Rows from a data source
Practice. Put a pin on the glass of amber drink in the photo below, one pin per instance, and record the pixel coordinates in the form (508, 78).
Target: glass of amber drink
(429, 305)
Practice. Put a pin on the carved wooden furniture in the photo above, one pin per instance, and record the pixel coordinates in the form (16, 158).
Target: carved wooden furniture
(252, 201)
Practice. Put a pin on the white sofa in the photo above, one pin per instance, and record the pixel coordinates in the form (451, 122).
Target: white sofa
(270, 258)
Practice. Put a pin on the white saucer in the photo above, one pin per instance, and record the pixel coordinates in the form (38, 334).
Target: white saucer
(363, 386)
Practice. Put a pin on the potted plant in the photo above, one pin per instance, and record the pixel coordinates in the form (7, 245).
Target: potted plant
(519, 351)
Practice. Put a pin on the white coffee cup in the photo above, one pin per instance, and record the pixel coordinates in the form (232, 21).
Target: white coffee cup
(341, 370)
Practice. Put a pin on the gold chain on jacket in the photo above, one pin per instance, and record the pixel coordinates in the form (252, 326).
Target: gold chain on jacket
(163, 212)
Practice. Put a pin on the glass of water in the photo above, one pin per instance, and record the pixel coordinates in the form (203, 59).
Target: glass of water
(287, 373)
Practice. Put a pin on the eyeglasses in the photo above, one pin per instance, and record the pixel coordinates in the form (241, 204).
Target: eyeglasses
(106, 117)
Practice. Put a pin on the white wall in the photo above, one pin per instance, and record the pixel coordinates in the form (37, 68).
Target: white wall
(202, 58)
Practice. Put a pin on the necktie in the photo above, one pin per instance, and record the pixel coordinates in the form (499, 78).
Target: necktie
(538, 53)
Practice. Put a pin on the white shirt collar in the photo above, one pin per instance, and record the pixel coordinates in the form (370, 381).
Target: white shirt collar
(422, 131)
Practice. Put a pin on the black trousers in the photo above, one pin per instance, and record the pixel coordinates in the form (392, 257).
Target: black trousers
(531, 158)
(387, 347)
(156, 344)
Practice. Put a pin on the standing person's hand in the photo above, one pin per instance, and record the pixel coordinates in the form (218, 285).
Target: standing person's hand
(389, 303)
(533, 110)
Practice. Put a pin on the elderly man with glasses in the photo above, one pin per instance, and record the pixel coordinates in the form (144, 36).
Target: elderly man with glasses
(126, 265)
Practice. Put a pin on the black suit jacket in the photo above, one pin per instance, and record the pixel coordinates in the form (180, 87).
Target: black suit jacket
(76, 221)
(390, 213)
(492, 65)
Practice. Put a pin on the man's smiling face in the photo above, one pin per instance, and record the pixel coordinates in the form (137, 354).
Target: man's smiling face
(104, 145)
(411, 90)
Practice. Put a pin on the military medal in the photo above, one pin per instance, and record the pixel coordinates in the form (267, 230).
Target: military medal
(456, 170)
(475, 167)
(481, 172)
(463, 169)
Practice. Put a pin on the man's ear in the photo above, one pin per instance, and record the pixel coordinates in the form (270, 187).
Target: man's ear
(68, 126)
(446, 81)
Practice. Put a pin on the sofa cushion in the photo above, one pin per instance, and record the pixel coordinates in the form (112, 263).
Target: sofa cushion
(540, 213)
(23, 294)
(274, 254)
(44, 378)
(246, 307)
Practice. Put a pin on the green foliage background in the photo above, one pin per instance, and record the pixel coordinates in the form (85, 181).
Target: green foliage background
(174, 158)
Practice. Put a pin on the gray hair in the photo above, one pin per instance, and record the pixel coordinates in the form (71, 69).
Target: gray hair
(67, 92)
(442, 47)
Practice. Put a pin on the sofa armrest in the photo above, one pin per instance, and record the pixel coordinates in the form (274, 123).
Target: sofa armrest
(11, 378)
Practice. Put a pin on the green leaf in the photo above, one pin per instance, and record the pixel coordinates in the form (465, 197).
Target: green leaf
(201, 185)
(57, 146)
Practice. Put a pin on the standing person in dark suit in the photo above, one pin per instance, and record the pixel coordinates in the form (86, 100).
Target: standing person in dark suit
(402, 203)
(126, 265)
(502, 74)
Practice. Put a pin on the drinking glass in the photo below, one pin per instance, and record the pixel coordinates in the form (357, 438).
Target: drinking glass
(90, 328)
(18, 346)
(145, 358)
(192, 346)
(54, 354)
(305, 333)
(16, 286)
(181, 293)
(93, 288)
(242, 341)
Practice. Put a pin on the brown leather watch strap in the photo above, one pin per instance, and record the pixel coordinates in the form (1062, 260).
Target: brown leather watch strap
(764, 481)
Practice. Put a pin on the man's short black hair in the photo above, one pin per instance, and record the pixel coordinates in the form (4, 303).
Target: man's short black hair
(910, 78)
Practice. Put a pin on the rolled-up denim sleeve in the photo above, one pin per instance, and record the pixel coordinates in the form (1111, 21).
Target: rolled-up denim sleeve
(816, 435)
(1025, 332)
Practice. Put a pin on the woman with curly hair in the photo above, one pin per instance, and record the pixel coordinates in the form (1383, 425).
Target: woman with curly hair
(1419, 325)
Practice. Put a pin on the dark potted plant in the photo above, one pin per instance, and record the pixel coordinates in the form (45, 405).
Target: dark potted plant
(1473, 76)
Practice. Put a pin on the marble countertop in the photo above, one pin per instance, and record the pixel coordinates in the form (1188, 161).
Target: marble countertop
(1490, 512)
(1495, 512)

GIVEN INSTRUCTION
Copy the rows word for word, starting with the line that contains "Practice. Put a pin on the man's short" and continuing through the last row.

ANSWER
Practice. Put a pin on the man's short black hair in the photo above, one pin per instance, and record the pixel coordinates in the form (4, 303).
Target: man's short black hair
(910, 78)
Practice. Put a pin on the rolled-up denim sleeve in the photo above, one pin per instance, and record the pixel coordinates in the form (1111, 21).
Target: rolled-up denim sleeve
(816, 435)
(1025, 332)
Practice. Put a pin on the woman with curly hair in the photo above, one pin per instance, and record the pixel coordinates in the form (1383, 425).
Target: woman with curly hair
(1419, 325)
Practice. Put a pin on the dark potted plant in the photo above, one pin per instance, and record the pixel coordinates in the form (45, 405).
Target: dark potted plant
(1473, 76)
Practice. Put a pin on the marble countertop in the photo above, one pin per instance, and record the pixel coordinates in the form (1188, 161).
Target: marble countertop
(1490, 512)
(1495, 512)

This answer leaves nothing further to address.